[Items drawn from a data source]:
------------------------------
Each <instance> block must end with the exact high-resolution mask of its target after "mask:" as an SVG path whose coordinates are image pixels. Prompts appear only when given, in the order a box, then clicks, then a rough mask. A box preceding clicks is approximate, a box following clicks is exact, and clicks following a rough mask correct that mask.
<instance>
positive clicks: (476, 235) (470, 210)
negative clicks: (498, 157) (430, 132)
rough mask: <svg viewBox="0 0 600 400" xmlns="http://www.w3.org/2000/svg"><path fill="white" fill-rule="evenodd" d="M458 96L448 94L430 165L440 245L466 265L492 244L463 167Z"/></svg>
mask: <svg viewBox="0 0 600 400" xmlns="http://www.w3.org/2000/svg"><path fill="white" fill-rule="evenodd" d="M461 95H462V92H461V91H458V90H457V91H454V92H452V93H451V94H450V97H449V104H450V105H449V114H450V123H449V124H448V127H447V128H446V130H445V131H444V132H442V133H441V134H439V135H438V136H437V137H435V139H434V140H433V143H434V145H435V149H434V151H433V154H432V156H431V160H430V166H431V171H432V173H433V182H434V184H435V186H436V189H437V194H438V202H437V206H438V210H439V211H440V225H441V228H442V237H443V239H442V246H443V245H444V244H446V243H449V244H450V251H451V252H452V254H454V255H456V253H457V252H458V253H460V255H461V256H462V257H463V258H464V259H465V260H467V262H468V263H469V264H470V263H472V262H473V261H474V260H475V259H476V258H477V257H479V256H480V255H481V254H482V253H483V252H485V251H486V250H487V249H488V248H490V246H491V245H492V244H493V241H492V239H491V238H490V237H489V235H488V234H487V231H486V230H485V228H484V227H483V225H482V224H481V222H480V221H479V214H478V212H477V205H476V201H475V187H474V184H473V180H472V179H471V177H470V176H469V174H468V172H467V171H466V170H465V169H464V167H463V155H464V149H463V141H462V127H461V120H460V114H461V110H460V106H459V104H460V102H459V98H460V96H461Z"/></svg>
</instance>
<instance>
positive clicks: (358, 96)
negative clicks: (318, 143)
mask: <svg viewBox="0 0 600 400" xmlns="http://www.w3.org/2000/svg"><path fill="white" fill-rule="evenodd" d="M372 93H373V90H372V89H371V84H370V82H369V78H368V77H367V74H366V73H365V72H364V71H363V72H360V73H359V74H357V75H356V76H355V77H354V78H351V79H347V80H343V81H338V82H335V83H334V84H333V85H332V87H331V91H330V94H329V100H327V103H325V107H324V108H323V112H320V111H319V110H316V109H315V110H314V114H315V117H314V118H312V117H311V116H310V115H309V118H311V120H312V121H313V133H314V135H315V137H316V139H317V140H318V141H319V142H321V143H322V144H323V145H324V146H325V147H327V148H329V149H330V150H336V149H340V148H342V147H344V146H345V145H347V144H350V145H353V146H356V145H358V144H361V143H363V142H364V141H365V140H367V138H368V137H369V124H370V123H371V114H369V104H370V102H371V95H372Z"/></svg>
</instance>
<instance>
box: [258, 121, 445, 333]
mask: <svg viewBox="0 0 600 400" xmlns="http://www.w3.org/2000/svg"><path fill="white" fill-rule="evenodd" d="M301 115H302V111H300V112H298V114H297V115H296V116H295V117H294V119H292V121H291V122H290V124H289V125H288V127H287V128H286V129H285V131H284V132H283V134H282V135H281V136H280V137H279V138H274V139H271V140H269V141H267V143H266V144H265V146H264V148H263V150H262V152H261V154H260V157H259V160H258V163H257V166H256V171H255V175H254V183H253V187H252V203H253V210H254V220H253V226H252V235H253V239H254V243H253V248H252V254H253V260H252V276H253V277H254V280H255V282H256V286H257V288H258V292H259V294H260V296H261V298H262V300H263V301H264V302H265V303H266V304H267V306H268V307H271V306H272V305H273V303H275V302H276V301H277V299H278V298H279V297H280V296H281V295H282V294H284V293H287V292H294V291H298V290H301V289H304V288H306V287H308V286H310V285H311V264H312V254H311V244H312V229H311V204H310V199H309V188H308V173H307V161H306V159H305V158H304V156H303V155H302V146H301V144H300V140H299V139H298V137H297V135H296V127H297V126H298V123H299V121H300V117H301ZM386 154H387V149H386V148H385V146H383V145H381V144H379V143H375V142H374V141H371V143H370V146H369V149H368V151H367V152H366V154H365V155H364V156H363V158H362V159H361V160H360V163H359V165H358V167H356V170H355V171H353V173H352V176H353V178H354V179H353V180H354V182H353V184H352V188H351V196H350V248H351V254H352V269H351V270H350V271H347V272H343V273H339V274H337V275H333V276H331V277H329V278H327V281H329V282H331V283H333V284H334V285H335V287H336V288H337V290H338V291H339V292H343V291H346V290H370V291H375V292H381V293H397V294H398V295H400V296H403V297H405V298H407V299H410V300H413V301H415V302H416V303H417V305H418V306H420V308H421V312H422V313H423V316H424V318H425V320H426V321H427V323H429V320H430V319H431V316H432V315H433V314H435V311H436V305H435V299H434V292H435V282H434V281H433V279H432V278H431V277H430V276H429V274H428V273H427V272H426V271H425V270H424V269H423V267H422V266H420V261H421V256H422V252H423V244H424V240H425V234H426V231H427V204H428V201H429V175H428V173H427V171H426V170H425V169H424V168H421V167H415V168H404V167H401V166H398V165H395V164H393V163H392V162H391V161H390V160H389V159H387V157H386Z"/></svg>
------------------------------
[What you need to do]: Quote every one of the lines above word for word, from the first through the last.

[Answer box]:
Each <instance> block must end with the exact high-resolution mask of its target after "mask:" as an SVG path whose coordinates are image pixels. Prompts appear only when given, in the order a box, then clicks, then a rough mask. A box preceding clicks is approximate, a box following clicks is exact, and clicks following a rough mask correct that mask.
<instance>
positive clicks: (476, 235) (470, 210)
negative clicks: (498, 157) (430, 132)
rough mask: <svg viewBox="0 0 600 400" xmlns="http://www.w3.org/2000/svg"><path fill="white" fill-rule="evenodd" d="M458 96L448 94L430 165L440 245L466 265L492 244L463 167Z"/></svg>
mask: <svg viewBox="0 0 600 400" xmlns="http://www.w3.org/2000/svg"><path fill="white" fill-rule="evenodd" d="M461 95H462V92H461V91H458V90H457V91H454V92H452V93H451V94H450V97H449V104H450V105H449V114H450V123H449V124H448V127H447V128H446V130H445V131H444V132H442V133H441V134H439V135H438V136H437V137H435V139H434V140H433V143H434V145H435V149H434V151H433V154H432V156H431V160H430V166H431V171H432V173H433V182H434V184H435V186H436V189H437V194H438V202H437V206H438V210H439V211H440V225H441V228H442V237H443V239H442V246H443V245H444V244H446V243H449V244H450V251H451V252H452V254H454V255H456V253H457V252H458V253H460V255H461V256H462V257H463V258H464V259H465V260H467V262H468V263H469V264H470V263H472V262H473V261H474V260H475V259H476V258H477V257H479V256H480V255H481V254H482V253H483V252H485V251H486V250H487V249H488V248H490V246H491V245H492V244H493V241H492V239H491V238H490V237H489V235H488V234H487V231H486V230H485V228H484V227H483V225H482V224H481V222H480V221H479V214H478V212H477V205H476V201H475V187H474V184H473V180H472V179H471V177H470V176H469V174H468V172H467V171H466V170H465V169H464V167H463V155H464V149H463V141H462V127H461V120H460V114H461V110H460V106H459V104H460V102H459V98H460V96H461Z"/></svg>
</instance>
<instance>
positive clicks: (358, 96)
negative clicks: (318, 143)
mask: <svg viewBox="0 0 600 400" xmlns="http://www.w3.org/2000/svg"><path fill="white" fill-rule="evenodd" d="M372 93H373V90H372V89H371V84H370V82H369V78H368V77H367V74H366V73H365V72H364V71H363V72H360V73H359V74H357V75H356V76H355V77H354V78H351V79H347V80H343V81H338V82H335V83H334V84H333V85H332V87H331V91H330V94H329V100H327V103H325V107H324V108H323V112H320V111H319V110H316V109H315V110H314V114H315V117H314V118H312V117H311V116H310V115H309V118H311V120H312V121H313V133H314V135H315V137H316V139H317V140H318V141H319V142H321V143H322V144H323V145H324V146H325V147H327V148H329V149H330V150H336V149H340V148H342V147H344V146H345V145H347V144H350V145H353V146H356V145H358V144H361V143H363V142H364V141H365V140H367V138H368V137H369V124H370V123H371V114H369V104H370V102H371V95H372Z"/></svg>
</instance>
<instance>
box: [258, 121, 445, 333]
mask: <svg viewBox="0 0 600 400" xmlns="http://www.w3.org/2000/svg"><path fill="white" fill-rule="evenodd" d="M301 115H302V111H300V112H298V114H297V115H296V116H295V117H294V119H292V121H291V122H290V124H289V125H288V127H287V128H286V129H285V131H284V132H283V134H282V135H281V136H280V137H279V138H274V139H271V140H269V141H267V143H266V144H265V146H264V148H263V150H262V152H261V154H260V157H259V160H258V163H257V166H256V171H255V175H254V183H253V187H252V203H253V210H254V220H253V226H252V235H253V239H254V243H253V248H252V254H253V260H252V276H253V277H254V280H255V282H256V286H257V288H258V292H259V294H260V296H261V298H262V300H263V301H264V302H265V303H266V304H267V306H268V307H271V306H272V305H273V303H275V302H276V301H277V299H278V298H279V297H280V296H281V295H282V294H284V293H287V292H294V291H298V290H301V289H304V288H306V287H308V286H310V285H311V264H312V254H311V244H312V229H311V204H310V199H309V188H308V173H307V161H306V159H305V158H304V156H303V155H302V146H301V144H300V140H299V139H298V137H297V135H296V127H297V126H298V123H299V121H300V117H301ZM386 154H387V149H386V148H385V146H383V145H381V144H379V143H375V142H374V141H371V143H370V146H369V149H368V151H367V152H366V154H365V155H364V156H363V158H362V159H361V160H360V163H359V165H358V167H356V170H355V171H353V173H352V176H353V178H354V179H353V180H354V182H353V184H352V188H351V196H350V248H351V254H352V269H351V270H350V271H347V272H343V273H339V274H337V275H333V276H331V277H329V278H327V281H329V282H331V283H333V284H334V285H335V287H336V288H337V290H338V291H339V292H343V291H346V290H370V291H375V292H381V293H397V294H398V295H400V296H403V297H405V298H407V299H410V300H413V301H415V302H416V303H417V305H418V306H420V308H421V312H422V313H423V316H424V318H425V320H426V321H427V323H429V320H430V319H431V316H432V315H433V314H435V311H436V305H435V299H434V292H435V282H434V281H433V279H432V278H431V277H430V276H429V274H428V273H427V272H426V271H425V270H424V269H423V267H422V266H420V261H421V256H422V252H423V244H424V240H425V234H426V231H427V204H428V201H429V175H428V173H427V171H426V170H425V169H424V168H421V167H415V168H404V167H401V166H398V165H395V164H393V163H392V162H391V161H390V160H389V159H387V157H386Z"/></svg>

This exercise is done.